#### Material provided ####

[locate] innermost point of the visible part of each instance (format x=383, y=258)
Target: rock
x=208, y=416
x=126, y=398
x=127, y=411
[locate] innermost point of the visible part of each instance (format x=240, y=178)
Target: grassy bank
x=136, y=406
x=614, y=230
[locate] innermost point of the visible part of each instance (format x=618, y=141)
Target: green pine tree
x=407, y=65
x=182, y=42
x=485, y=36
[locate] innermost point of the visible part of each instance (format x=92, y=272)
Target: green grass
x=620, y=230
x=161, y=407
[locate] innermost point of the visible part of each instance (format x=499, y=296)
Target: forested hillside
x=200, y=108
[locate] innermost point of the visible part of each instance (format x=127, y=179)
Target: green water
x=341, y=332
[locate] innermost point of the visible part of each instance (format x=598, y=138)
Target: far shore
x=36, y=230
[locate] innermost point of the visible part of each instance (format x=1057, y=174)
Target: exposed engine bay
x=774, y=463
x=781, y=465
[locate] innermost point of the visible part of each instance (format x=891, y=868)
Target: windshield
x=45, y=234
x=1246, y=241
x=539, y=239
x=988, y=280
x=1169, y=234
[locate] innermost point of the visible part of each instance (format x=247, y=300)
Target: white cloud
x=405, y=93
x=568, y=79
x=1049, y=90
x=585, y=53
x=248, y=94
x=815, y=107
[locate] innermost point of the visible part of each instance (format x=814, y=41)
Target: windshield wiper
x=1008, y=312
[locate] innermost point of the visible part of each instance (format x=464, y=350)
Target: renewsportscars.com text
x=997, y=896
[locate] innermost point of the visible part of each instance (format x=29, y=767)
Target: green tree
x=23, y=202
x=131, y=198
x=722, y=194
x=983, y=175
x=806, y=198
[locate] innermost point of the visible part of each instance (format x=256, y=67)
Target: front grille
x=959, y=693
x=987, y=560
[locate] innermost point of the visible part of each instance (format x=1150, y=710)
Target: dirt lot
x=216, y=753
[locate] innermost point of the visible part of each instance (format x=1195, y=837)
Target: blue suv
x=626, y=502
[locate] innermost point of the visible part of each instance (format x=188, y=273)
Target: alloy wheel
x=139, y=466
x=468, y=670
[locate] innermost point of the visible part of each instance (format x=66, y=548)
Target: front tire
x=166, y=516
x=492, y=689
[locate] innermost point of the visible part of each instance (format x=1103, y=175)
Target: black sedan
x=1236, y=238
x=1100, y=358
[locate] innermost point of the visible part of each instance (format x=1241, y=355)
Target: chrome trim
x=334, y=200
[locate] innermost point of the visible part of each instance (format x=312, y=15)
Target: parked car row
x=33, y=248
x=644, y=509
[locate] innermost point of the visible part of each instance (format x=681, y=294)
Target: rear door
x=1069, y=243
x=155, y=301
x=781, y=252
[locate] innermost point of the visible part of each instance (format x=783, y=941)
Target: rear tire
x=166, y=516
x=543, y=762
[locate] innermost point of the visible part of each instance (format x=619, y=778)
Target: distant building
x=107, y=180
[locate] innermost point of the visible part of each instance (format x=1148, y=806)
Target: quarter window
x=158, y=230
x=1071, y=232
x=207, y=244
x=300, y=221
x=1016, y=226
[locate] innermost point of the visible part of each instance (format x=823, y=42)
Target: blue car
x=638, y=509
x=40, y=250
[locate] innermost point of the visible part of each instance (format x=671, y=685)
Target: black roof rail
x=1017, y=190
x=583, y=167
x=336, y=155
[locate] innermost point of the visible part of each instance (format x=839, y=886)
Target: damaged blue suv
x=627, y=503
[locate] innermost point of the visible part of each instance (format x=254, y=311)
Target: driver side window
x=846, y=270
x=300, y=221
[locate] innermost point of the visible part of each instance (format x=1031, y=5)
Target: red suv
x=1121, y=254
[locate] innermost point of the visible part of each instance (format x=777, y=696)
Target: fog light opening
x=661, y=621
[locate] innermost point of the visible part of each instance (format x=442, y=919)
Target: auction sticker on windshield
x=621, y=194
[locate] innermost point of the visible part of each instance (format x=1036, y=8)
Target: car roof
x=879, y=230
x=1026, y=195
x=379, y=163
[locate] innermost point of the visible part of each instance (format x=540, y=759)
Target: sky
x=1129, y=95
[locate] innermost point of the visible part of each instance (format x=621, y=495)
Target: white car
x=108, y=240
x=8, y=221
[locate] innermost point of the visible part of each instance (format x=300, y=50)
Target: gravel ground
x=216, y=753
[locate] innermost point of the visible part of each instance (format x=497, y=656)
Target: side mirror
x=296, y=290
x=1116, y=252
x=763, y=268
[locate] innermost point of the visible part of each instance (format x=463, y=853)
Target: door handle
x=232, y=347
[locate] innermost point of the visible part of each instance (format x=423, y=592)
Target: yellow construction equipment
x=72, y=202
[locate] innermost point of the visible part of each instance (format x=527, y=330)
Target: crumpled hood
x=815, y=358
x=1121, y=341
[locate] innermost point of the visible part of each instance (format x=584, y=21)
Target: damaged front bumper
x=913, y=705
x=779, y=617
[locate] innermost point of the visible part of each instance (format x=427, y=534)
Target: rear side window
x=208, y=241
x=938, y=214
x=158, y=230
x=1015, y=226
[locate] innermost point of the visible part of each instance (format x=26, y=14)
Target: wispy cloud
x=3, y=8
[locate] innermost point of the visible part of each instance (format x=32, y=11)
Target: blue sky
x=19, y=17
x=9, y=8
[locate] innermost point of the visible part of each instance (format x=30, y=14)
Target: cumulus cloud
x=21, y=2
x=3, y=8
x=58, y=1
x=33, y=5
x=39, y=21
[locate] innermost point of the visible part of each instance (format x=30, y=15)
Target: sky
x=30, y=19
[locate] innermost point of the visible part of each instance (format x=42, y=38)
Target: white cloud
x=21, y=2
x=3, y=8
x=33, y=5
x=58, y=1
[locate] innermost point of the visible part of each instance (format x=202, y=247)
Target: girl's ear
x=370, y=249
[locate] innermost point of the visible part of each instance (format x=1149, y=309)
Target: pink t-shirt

####

§ **Required action**
This exercise requires an exact copy of all the records.

§ **Result of the exercise**
[locate] innermost point of the visible part of each instance (format x=383, y=258)
Target: rock
x=208, y=416
x=126, y=398
x=127, y=411
[locate] innermost point of the visible part of each instance (format x=240, y=178)
Target: grassy bank
x=136, y=406
x=614, y=230
[locate] innermost point of the visible part of each instance (format x=618, y=141)
Target: green pine tree
x=407, y=65
x=182, y=42
x=485, y=36
[locate] innermost point of the visible part of each instance (format x=92, y=272)
Target: green grass
x=620, y=230
x=161, y=407
[locate] innermost point of the visible part of each instance (format x=499, y=296)
Target: forested hillside
x=200, y=108
[locate] innermost point of the visible part of each instance (format x=127, y=179)
Target: green water
x=341, y=332
[locate] innermost point of the visible part of each instance (format x=598, y=138)
Target: far shore
x=36, y=230
[locate] innermost point of the visible part of each instance (format x=1057, y=174)
Target: exposed engine bay
x=774, y=463
x=781, y=465
[locate] innermost point of the visible part of each instance (format x=891, y=868)
Target: windshield
x=45, y=234
x=1246, y=241
x=539, y=239
x=988, y=280
x=1169, y=234
[locate] innermost point of the visible part of each instance (format x=247, y=300)
Target: white cloud
x=405, y=93
x=568, y=79
x=1049, y=90
x=585, y=53
x=248, y=94
x=815, y=107
[locate] innermost point of the visible part of each instance (format x=814, y=41)
Target: windshield wiper
x=1008, y=312
[locate] innermost point of the visible part of each instance (format x=464, y=350)
Target: renewsportscars.com text
x=997, y=896
[locate] innermost point of the visible part of each instance (format x=29, y=767)
Target: green tree
x=23, y=202
x=131, y=198
x=722, y=194
x=983, y=175
x=806, y=198
[locate] innermost point of the visible part of each instance (format x=256, y=67)
Target: front grille
x=959, y=693
x=987, y=560
[locate] innermost point of the visible part of each instance (format x=1150, y=710)
Target: dirt lot
x=216, y=753
[locate] innermost point of the visible part of each instance (format x=1195, y=837)
Target: blue suv
x=626, y=502
[locate] innermost point of the visible part of each instance (format x=188, y=273)
Target: alloy wheel
x=139, y=466
x=468, y=670
[locate] innermost point of the visible part of each instance (format x=66, y=548)
Target: front tire
x=166, y=516
x=492, y=689
[locate] innermost point of the visible part of each instance (format x=1103, y=175)
Target: black sedan
x=1236, y=238
x=1100, y=358
[locate] innermost point of the visible part of each instance (format x=1241, y=355)
Target: chrome trim
x=334, y=200
[locate] innermost point of the visible part of each instance (format x=312, y=15)
Target: parked car row
x=33, y=248
x=644, y=509
[locate] innermost point of the visible part of each instance (format x=681, y=294)
Target: rear door
x=1069, y=243
x=155, y=301
x=781, y=252
[locate] innermost point of the visible part of each instance (format x=783, y=941)
Target: rear tire
x=166, y=516
x=543, y=762
[locate] innermost point of the visible part of each instance (format x=619, y=778)
Target: distant building
x=107, y=180
[locate] innermost point of the visible part of each instance (format x=1148, y=806)
Target: quarter window
x=158, y=230
x=1071, y=232
x=207, y=244
x=300, y=221
x=1016, y=226
[locate] innermost point of the visible part of each instance (format x=823, y=42)
Target: blue car
x=638, y=509
x=40, y=250
[locate] innermost point of the visible part of each instance (format x=671, y=685)
Target: black roof rail
x=1017, y=190
x=583, y=167
x=336, y=155
[locate] innermost point of the visible part of each instance (format x=839, y=886)
Target: damaged blue suv
x=627, y=503
[locate] innermost point of the visible part of each instance (format x=254, y=311)
Target: driver side window
x=846, y=270
x=300, y=221
[locate] innermost point of the visible part of each instance (format x=1031, y=5)
Target: red suv
x=1121, y=254
[locate] innermost point of the visible part of each instance (format x=777, y=696)
Target: fog light opening
x=661, y=621
[locate] innermost point of the visible part of each instance (format x=442, y=919)
Target: auction sticker on windshield
x=621, y=194
[locate] innermost point of the visible part of each instance (format x=1036, y=8)
Target: car roof
x=879, y=230
x=1026, y=195
x=379, y=163
[locate] innermost point of the visible part of each instance (format x=540, y=759)
Target: sky
x=1129, y=95
[locate] innermost point of the visible part of each instance (format x=621, y=495)
Target: white car
x=108, y=240
x=8, y=221
[locate] innermost point of the visible part of each instance (format x=300, y=50)
Target: gravel ground
x=216, y=753
[locate] innermost point of the visible part of each instance (format x=497, y=656)
Target: side mirror
x=296, y=290
x=1116, y=252
x=763, y=268
[locate] innermost point of the visible part of each instance (format x=463, y=853)
Target: door handle
x=232, y=347
[locate] innermost point of the visible part of each instance (format x=423, y=592)
Target: yellow construction equipment
x=72, y=202
[locate] innermost point of the visible part of each instance (format x=527, y=330)
Target: crumpled hood
x=815, y=358
x=1121, y=341
[locate] innermost point of the visible part of each instance (format x=584, y=21)
Target: damaged front bumper
x=913, y=705
x=779, y=617
[locate] innermost point of the visible part of each instance (format x=427, y=534)
Target: rear side window
x=208, y=241
x=938, y=214
x=158, y=230
x=1015, y=226
[locate] innermost point of the visible part of each instance (format x=26, y=14)
Target: wispy cloud
x=3, y=8
[locate] innermost point of the visible part of each instance (format x=32, y=11)
Target: blue sky
x=19, y=17
x=9, y=8
[locate] innermost point of the visible part of each instance (format x=30, y=14)
Target: cumulus cloud
x=21, y=2
x=3, y=8
x=58, y=1
x=33, y=5
x=39, y=21
[locate] innermost point of the visible part of each instance (format x=30, y=15)
Target: sky
x=30, y=19
[locate] innermost point of the visible part of each instance (format x=42, y=38)
Target: white cloud
x=21, y=2
x=3, y=8
x=33, y=5
x=58, y=1
[locate] innermost point of the visible part of each instance (format x=202, y=247)
Target: girl's ear
x=370, y=249
[locate] innermost point of the visible part of each instance (format x=1149, y=309)
Target: pink t-shirt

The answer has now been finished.